— BEGIN Rows —

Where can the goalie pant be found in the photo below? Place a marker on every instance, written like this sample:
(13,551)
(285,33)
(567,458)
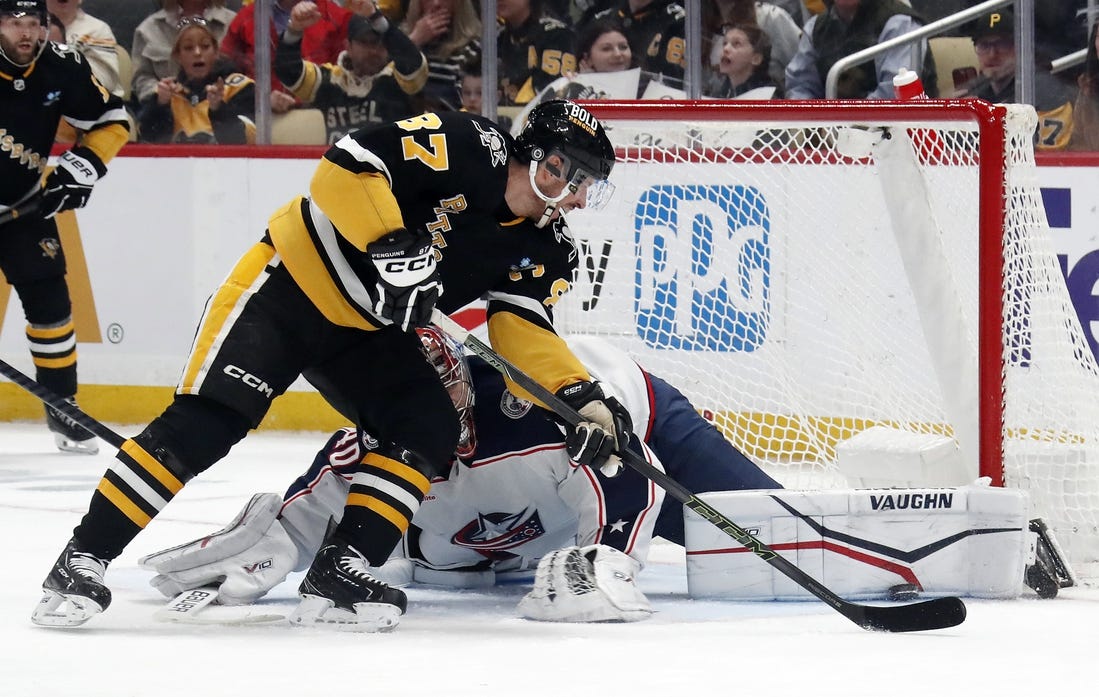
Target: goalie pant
(519,497)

— END Rows —

*Requirement*: Render each line of the listing above as a row in a Markdown table with the columns Row and Line, and skip blank lines. Leave the pictures out of your answer.

*Problem solution*:
| Row | Line |
|---|---|
| 1 | Where can the goalie pant be found in the photo below? Place a marker on every instance, written like this sample: |
| 2 | (13,551) |
| 3 | (285,33) |
| 4 | (567,458) |
| 5 | Target: goalie pant |
| 6 | (519,497) |